Pick out every line below that contains the word "tree", and copy each one.

> Information shown
-.-.-

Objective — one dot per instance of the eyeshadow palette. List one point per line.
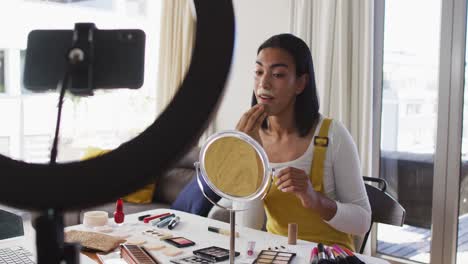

-.-.-

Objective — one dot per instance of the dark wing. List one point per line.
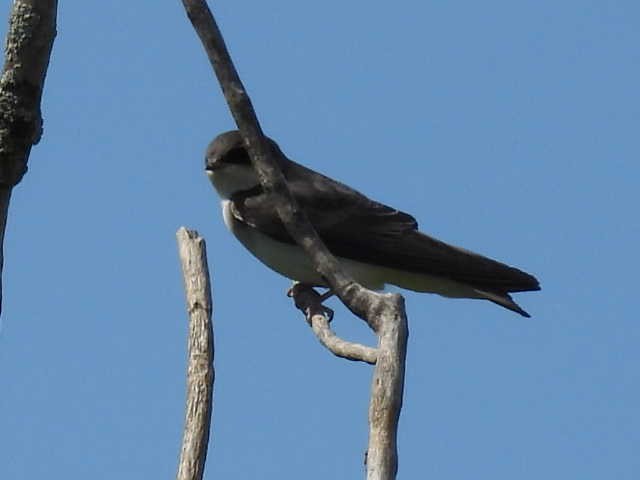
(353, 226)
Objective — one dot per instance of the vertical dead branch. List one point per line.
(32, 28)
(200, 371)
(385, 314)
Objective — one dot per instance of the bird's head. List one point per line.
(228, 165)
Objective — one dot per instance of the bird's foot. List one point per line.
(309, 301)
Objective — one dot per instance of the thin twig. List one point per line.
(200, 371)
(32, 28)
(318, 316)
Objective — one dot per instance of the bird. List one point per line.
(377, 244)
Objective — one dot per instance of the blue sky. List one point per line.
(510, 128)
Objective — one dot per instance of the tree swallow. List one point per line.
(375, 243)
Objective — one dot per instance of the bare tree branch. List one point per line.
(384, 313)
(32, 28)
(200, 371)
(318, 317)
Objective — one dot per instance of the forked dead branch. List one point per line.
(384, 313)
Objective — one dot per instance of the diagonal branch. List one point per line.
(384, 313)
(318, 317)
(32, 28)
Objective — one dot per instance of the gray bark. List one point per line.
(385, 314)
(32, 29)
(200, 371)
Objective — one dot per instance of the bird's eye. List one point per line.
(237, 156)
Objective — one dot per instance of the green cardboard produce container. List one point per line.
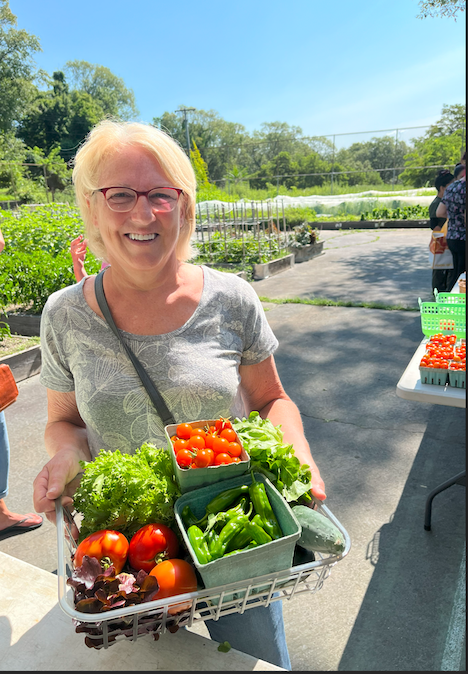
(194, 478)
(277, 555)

-.-.-

> The response
Objective — one dot per instance of the tree swallow. List one point per line.
Objective — one dot per instance of the bare tree branch. List one point per line.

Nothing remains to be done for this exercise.